[START OF Provided passage]

Advantages of globalization include, according to Globalization (2015), rapid increase of productivity in case countries manufacture services and goods in that they have a comparative advantage; standards of living may go up quickly; cheap imports and global competition provide a lid on prices, so inflation is most probably will not derail the growth of economy; an open economy gets fresh ideas and innovation from other countries; export activities often produce more income than other activities (Globalization, 2015).
Nike has been a global company for several decades already. At the beginning, its products were popular only in the United States, but later the company expanded their markets to the world extent.
As we can read in the research of Locke and Siteman (n.d.), according to the legend of the company, the business model of Nike was created by Knight, when he attended Stanford Business School in 1960s. Knight realized his plan while high-quality, lower-cost Japanese manufacturers were starting to take over electronic and consumer appliance markets of the United States, the leading footwear producers (for example, Adidas) were still producing their shoes in the countries with higher-cost labor, like Germany and the United States. By contracting shoe manufacturing to lower-cost producers in Japan, Knight thought that Blue Ribbon Sports might undersell their competitors and enter the market. Consequently, Blue Ribbon Sports started to import high-quality sports shoes from Japanese Onitsuka Tiger. Together with the sales growth to around $2 million in the 1970s, Blue Ribbon Sports stopped working with Onitsuka and started to subcontract its own shoes line.

[END OF Provided passage]
[START OF Given information]

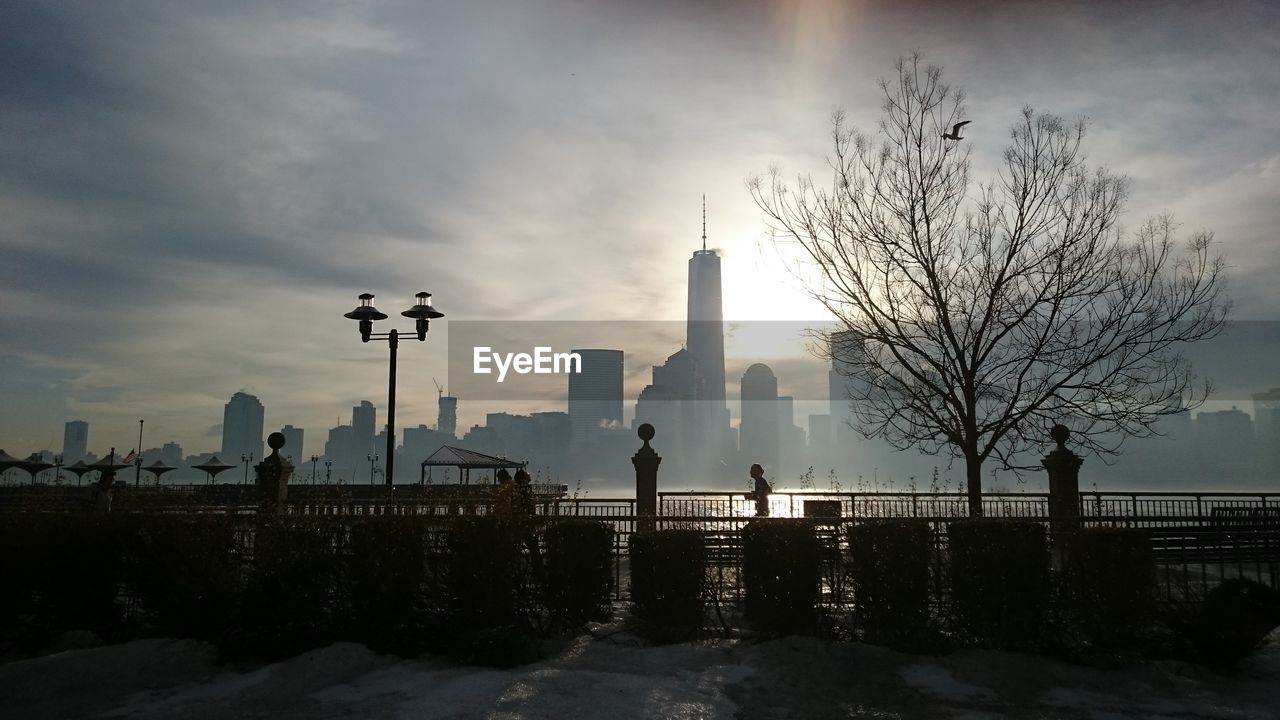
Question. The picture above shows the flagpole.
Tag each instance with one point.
(137, 459)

[END OF Given information]

◆ What you need to do ◆
1) Copy the Nike passage starting at "Advantages of globalization" and ending at "activities (Globalization, 2015).", and switch "comparative advantage" to "absolute advantage".
2) According to the Nike passage, from which Japanese company did Blue Ribbon Sports begin importing high-quality sports shoes?

◆ Complete answers ◆
1)
Advantages of globalization include, according to Globalization (2015), rapid increase of productivity in case countries manufacture services and goods in that they have a absolute advantage; standards of living may go up quickly; cheap imports and global competition provide a lid on prices, so inflation is most probably will not derail the growth of economy; an open economy gets fresh ideas and innovation from other countries; export activities often produce more income than other activities (Globalization, 2015).

2) Onitsuka Tiger